Supplied entries:

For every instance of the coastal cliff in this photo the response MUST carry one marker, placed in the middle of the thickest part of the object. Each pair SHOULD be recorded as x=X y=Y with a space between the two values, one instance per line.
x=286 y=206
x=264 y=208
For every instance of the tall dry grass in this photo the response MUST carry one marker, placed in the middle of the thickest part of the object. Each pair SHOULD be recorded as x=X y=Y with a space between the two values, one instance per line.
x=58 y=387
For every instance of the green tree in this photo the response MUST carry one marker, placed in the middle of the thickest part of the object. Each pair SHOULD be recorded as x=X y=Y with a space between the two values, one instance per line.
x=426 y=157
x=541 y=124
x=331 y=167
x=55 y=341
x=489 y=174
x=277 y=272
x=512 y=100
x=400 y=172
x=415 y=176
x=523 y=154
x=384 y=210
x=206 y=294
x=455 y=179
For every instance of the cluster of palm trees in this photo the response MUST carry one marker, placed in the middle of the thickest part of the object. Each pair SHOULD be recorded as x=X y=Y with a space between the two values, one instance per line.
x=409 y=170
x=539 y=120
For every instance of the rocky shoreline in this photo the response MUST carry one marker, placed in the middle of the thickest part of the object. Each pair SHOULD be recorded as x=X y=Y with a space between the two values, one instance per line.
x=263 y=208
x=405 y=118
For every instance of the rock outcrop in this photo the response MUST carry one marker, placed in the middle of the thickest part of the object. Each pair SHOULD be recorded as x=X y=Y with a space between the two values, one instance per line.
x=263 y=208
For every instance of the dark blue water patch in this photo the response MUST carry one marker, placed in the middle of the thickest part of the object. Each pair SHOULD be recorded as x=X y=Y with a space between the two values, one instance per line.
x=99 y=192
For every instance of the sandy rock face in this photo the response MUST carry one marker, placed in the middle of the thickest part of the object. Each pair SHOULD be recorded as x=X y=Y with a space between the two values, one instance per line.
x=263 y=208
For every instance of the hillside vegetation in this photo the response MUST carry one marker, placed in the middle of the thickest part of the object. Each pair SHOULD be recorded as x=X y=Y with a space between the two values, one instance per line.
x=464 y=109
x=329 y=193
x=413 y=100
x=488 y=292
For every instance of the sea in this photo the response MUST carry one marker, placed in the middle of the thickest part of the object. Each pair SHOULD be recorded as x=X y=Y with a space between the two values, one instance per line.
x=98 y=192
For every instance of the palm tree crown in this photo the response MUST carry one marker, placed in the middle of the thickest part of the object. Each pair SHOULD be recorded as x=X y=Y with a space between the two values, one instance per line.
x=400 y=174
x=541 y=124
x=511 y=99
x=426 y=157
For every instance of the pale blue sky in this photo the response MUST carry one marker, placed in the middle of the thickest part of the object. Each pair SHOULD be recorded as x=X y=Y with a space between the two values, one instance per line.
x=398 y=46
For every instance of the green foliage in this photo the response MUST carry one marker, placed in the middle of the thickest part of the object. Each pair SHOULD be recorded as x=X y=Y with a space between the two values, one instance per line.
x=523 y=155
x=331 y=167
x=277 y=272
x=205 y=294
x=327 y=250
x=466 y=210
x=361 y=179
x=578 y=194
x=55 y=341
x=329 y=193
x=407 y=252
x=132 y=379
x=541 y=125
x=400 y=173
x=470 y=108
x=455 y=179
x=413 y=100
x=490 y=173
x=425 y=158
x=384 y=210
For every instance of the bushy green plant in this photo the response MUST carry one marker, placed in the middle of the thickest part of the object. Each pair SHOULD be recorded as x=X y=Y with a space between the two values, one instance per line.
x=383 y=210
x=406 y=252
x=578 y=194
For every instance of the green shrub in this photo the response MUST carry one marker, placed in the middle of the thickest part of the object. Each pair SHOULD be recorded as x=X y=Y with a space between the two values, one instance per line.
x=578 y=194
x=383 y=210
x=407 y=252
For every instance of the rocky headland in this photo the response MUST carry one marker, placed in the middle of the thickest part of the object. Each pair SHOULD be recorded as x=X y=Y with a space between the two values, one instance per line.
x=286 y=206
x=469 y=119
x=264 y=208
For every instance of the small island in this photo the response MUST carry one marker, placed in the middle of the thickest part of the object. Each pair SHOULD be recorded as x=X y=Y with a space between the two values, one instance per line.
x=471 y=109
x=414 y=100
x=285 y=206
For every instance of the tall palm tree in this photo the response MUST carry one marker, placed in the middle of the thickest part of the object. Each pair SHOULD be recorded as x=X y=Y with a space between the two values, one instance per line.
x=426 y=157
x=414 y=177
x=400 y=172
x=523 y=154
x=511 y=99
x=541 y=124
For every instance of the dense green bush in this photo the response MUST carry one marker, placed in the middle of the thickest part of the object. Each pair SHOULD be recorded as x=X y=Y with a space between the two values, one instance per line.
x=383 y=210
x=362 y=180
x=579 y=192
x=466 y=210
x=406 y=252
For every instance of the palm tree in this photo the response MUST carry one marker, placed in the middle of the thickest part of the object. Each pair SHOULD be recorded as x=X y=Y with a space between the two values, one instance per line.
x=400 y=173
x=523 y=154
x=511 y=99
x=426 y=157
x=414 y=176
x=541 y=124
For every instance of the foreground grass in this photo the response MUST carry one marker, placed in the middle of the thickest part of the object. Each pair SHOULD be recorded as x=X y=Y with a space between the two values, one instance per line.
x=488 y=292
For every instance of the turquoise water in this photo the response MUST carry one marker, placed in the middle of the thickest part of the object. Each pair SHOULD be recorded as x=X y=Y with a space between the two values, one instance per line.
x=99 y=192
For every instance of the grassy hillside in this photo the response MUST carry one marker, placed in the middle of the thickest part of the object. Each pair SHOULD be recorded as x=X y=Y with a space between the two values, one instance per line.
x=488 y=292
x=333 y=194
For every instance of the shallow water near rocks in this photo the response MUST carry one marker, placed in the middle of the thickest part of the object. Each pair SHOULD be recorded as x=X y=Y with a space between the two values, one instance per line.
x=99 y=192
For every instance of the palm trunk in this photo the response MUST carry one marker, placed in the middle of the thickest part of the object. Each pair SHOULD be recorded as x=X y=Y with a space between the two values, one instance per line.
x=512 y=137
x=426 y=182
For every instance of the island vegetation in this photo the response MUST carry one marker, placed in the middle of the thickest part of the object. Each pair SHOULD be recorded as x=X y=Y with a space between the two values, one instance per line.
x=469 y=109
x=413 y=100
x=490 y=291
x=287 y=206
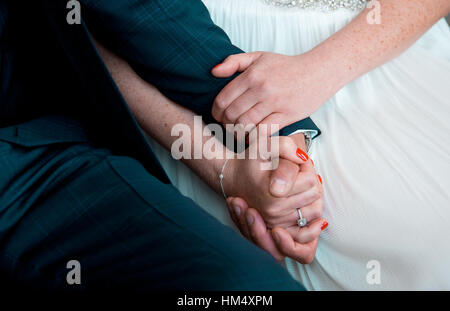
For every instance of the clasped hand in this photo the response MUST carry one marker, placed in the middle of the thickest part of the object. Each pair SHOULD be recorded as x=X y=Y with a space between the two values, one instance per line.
x=264 y=203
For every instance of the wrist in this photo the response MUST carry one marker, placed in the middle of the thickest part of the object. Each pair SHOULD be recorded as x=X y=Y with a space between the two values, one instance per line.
x=331 y=68
x=226 y=175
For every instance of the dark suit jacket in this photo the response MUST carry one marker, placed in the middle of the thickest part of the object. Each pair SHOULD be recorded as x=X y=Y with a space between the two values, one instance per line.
x=55 y=87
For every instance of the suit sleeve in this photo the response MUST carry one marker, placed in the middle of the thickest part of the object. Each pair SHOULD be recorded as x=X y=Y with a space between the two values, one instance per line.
x=172 y=44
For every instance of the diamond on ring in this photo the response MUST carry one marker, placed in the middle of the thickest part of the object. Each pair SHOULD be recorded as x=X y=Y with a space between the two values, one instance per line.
x=302 y=221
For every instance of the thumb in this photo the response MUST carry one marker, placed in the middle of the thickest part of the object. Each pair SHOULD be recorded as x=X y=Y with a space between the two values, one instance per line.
x=234 y=63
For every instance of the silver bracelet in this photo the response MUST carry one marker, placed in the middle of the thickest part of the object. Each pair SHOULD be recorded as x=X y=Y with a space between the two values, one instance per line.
x=221 y=179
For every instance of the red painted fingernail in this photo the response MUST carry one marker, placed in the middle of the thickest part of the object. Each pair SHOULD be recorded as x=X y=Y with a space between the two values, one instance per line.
x=302 y=155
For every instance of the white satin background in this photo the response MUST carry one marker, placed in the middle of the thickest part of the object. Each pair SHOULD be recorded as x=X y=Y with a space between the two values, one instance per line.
x=384 y=154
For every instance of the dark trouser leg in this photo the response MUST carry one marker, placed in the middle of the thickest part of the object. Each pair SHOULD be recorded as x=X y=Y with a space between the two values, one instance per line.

Exercise instructions:
Lay out the lines of the records from the line with "For every instance of the clasped" up to and including the line with "x=264 y=203" as a Markdown table, numbering each row under Row and placing the line itself under Text. Leave out any blank lines.

Task answer:
| Row | Text |
|---|---|
| 1 | For every instance of the clasped hand in this photo the response MUST carry one marker, placed in the middle of the thickest part of the object. Each pair SHOULD be recorded as x=X y=Y with a space between the two values, one instance per line. |
| 2 | x=264 y=203 |